Items listed in a dataset:
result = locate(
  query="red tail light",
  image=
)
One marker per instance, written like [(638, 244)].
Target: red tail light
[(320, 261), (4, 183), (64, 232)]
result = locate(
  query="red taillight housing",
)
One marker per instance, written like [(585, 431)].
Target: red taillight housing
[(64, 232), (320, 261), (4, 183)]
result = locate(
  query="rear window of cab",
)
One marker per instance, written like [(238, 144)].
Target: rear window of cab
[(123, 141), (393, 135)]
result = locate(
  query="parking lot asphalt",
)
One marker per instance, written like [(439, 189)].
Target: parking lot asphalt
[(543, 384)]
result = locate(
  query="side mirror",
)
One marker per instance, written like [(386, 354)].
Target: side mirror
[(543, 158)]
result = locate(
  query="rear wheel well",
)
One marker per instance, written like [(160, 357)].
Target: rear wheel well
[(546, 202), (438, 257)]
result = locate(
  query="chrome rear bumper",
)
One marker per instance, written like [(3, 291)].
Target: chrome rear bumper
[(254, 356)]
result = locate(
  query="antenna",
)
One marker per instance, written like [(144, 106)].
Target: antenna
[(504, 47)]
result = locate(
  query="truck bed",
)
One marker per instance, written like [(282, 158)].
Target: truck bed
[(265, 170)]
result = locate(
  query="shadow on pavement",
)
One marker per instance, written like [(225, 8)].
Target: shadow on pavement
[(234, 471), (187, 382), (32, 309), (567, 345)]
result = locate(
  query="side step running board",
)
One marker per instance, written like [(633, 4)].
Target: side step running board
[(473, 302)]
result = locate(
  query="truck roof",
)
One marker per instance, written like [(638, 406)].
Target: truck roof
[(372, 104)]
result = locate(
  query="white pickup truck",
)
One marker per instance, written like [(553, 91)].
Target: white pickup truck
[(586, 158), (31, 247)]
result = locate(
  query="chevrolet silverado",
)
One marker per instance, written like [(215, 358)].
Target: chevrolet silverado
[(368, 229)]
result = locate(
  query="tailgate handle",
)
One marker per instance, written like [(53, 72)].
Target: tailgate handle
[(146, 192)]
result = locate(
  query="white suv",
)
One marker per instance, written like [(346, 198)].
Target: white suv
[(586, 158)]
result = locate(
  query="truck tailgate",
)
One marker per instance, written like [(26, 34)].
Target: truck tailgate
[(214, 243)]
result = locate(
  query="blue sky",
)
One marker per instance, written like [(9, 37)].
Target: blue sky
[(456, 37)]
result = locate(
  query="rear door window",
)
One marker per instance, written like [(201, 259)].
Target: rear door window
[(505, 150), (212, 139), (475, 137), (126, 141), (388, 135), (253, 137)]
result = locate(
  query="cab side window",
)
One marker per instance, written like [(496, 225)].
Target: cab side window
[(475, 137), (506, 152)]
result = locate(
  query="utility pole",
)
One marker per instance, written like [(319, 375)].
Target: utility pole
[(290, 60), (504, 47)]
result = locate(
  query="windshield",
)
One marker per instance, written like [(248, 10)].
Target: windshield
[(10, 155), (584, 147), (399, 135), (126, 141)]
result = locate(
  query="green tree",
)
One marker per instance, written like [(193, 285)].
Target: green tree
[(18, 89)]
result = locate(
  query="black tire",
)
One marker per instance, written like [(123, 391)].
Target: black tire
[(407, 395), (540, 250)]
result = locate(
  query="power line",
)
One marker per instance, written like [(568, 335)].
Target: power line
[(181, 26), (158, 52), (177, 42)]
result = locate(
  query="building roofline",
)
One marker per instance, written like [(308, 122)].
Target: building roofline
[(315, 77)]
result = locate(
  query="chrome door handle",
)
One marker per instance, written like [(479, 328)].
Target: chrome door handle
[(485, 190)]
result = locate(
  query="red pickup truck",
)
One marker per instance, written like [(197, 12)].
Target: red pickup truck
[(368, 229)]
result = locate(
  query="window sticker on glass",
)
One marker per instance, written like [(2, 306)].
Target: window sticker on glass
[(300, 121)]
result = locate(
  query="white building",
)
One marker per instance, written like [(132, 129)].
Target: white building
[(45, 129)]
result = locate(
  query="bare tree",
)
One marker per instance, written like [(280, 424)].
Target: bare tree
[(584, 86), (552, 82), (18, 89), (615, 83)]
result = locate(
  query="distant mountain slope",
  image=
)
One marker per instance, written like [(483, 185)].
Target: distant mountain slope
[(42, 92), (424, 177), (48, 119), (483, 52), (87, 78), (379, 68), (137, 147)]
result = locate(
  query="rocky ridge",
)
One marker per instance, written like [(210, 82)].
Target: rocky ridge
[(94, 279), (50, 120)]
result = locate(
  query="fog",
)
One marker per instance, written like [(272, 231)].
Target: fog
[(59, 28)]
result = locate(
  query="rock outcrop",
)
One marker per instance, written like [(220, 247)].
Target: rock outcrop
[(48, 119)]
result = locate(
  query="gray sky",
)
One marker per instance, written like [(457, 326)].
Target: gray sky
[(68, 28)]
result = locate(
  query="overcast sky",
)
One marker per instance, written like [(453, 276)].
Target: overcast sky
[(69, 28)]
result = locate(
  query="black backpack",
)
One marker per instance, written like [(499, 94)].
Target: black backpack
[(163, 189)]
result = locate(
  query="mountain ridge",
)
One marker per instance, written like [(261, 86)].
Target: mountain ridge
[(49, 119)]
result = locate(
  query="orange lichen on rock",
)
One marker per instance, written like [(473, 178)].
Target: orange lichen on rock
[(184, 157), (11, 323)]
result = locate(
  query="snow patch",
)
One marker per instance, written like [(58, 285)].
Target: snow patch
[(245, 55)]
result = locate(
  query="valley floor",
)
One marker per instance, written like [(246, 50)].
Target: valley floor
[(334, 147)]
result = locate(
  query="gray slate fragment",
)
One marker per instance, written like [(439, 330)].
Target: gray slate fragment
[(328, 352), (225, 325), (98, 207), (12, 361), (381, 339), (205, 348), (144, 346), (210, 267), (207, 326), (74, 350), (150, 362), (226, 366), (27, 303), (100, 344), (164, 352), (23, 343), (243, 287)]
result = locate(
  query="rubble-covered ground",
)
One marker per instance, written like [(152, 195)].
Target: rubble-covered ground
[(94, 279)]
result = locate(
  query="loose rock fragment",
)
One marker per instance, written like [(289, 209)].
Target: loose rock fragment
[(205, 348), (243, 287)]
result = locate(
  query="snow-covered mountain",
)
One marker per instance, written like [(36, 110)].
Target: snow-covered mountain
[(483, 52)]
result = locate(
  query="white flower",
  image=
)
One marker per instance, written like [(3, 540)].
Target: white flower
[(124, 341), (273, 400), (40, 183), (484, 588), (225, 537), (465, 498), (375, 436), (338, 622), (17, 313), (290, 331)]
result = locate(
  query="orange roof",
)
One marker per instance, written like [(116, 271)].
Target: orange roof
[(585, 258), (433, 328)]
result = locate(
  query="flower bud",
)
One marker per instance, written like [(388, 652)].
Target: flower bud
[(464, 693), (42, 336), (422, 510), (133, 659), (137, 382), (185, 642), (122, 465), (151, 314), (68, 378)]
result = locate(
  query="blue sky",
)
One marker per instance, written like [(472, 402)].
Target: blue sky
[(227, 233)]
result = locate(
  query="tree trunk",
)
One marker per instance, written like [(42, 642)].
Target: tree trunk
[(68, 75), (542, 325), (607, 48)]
--
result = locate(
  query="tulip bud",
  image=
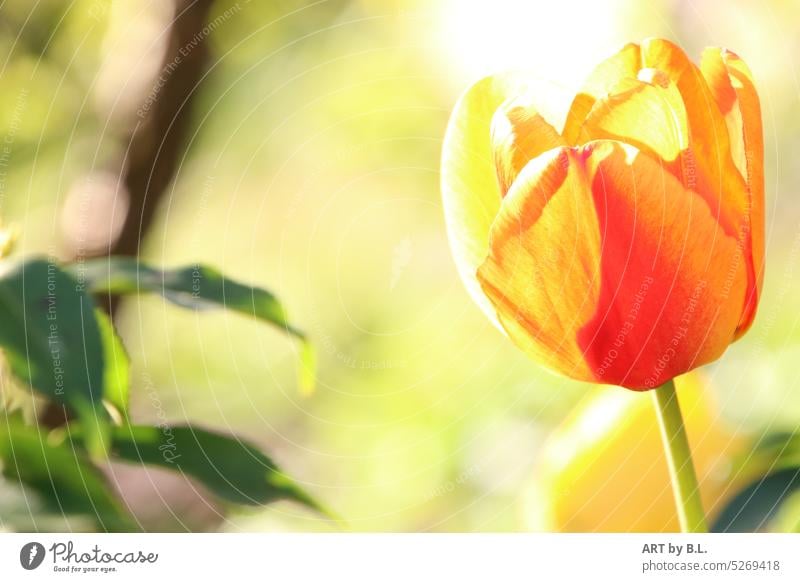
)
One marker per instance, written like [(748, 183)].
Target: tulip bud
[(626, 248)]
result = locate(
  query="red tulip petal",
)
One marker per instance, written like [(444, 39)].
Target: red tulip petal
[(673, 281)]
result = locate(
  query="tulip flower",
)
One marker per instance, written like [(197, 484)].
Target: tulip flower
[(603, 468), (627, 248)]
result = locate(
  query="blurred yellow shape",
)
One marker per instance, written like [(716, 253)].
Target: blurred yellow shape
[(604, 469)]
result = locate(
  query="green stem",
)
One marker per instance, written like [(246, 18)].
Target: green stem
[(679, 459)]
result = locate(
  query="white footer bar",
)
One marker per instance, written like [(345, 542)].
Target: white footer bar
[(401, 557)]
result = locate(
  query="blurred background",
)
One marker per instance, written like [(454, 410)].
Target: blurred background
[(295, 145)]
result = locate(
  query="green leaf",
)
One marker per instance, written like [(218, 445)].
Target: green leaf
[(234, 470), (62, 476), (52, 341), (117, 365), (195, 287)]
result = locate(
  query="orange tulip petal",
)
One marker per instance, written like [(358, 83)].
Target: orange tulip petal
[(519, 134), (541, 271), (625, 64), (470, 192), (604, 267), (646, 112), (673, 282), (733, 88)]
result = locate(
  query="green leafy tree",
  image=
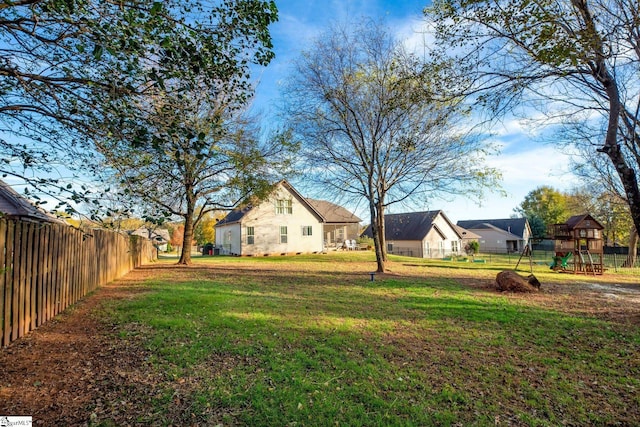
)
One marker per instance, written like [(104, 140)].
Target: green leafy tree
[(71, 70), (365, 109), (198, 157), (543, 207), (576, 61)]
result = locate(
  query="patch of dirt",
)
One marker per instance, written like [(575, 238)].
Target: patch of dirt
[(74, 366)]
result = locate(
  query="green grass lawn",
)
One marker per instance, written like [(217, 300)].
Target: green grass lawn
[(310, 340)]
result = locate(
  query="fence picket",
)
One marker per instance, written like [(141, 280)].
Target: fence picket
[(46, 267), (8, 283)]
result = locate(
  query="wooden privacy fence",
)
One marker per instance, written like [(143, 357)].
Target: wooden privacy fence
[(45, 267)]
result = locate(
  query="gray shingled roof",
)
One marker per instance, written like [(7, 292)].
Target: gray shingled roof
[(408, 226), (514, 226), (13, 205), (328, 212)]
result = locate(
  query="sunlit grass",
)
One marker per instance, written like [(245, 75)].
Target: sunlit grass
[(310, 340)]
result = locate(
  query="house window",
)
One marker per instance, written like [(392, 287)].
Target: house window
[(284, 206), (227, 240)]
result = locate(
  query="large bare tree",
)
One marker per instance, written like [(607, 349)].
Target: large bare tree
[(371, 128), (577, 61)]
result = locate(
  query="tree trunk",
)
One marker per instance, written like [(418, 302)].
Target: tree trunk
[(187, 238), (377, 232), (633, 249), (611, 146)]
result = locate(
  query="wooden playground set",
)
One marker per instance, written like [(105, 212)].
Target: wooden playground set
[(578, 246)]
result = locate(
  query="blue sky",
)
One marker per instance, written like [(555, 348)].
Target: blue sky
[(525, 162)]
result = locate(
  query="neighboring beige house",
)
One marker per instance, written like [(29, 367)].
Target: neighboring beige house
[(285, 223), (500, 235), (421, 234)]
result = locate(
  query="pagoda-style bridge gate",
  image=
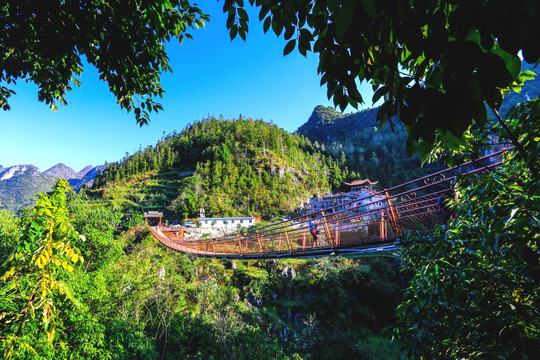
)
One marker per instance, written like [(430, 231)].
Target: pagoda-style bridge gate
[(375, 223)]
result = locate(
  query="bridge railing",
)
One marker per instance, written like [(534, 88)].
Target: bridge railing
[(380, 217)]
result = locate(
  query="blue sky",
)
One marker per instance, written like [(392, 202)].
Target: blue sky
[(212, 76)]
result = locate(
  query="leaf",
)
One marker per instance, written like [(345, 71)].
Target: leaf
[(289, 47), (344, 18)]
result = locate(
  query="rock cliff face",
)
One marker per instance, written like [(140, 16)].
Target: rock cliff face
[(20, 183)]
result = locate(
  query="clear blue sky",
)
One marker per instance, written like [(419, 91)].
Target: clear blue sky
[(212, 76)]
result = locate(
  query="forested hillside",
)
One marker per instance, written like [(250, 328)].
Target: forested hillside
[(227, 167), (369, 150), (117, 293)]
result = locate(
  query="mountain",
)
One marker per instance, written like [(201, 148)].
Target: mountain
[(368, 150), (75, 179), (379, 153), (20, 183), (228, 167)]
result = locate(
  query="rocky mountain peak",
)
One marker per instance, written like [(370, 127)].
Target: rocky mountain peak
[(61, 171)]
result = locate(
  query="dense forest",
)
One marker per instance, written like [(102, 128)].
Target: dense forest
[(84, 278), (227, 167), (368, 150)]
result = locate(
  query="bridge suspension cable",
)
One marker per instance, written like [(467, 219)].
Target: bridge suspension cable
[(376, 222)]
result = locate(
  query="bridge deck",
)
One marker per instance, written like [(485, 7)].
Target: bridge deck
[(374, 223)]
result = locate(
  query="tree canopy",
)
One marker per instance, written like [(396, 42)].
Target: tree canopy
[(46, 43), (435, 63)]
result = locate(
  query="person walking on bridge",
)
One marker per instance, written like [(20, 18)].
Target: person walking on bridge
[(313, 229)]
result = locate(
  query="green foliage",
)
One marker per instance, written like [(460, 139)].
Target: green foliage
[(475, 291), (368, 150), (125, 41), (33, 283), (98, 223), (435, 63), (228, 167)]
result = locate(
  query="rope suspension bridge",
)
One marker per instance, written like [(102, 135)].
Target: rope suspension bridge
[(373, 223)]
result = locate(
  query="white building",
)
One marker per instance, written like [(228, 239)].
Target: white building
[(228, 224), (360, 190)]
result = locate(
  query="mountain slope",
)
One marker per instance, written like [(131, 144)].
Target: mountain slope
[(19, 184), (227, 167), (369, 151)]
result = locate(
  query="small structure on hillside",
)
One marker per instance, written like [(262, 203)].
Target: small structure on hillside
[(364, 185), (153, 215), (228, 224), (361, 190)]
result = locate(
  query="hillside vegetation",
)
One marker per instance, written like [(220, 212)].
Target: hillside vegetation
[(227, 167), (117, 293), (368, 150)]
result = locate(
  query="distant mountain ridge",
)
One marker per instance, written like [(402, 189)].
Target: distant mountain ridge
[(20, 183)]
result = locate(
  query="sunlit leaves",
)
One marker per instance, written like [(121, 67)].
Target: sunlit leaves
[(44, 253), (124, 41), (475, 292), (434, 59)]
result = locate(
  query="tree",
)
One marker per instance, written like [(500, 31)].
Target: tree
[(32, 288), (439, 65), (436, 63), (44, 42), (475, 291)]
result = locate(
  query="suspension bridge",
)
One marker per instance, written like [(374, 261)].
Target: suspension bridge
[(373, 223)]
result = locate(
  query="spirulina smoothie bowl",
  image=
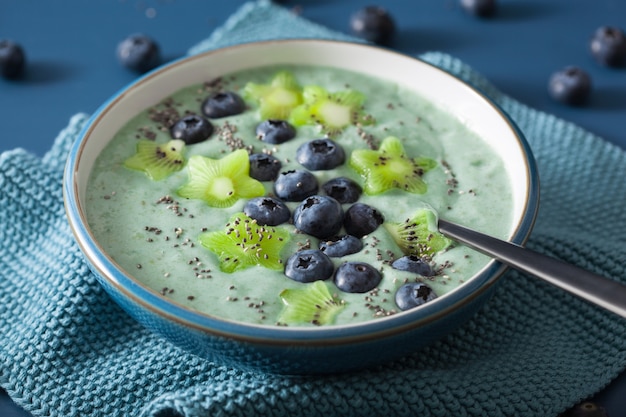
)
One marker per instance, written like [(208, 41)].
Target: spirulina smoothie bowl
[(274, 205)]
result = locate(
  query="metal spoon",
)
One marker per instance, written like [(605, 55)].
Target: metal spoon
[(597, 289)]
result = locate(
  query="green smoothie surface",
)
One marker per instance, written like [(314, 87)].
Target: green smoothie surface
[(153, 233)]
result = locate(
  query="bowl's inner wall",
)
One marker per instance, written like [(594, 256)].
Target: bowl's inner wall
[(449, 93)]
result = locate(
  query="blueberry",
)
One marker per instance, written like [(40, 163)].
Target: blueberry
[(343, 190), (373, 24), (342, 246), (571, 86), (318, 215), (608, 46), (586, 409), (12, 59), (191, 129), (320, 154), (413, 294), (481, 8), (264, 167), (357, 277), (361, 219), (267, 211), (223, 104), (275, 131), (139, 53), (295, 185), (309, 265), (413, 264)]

- **Objective**:
How many lines in the rows above contain the string "orange", matching case exactly? Reply with the number alone.

- **Output of the exercise**:
6